EXERCISE AIM
Pull out every line in the rows below that contains the string "tablecloth", and copy each one whole. Case counts, so a match must have the same capitals and lowercase letters.

SUPPLIED DATA
————
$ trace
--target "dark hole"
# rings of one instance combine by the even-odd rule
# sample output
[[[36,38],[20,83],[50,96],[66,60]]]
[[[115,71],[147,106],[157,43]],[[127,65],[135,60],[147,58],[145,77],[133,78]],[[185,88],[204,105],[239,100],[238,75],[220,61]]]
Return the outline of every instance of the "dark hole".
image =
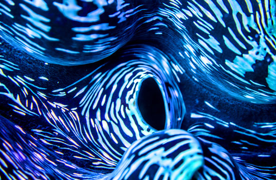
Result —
————
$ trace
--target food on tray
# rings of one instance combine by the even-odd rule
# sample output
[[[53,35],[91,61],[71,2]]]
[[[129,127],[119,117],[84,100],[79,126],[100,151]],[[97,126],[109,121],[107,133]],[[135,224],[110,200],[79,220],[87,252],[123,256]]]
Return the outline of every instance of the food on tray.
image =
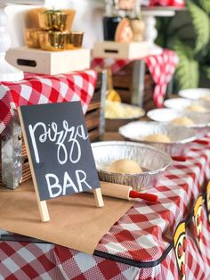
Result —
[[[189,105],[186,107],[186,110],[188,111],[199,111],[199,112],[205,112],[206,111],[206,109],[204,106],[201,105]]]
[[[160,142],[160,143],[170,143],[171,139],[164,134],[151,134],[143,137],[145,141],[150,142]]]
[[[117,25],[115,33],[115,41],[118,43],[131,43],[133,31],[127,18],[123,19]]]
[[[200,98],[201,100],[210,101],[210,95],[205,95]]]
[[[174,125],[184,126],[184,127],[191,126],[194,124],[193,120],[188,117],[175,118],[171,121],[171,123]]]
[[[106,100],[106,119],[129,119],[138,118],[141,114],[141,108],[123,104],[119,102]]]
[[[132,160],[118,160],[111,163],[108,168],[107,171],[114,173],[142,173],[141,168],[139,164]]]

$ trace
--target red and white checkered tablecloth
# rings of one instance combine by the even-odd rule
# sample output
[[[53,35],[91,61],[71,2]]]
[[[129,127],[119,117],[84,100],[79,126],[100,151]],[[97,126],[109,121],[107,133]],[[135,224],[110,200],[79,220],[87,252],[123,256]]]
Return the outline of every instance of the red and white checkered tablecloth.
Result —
————
THE RESPONSE
--target red and white checkered tablecloth
Return the outline of every instance of the red and white checkered tablecloth.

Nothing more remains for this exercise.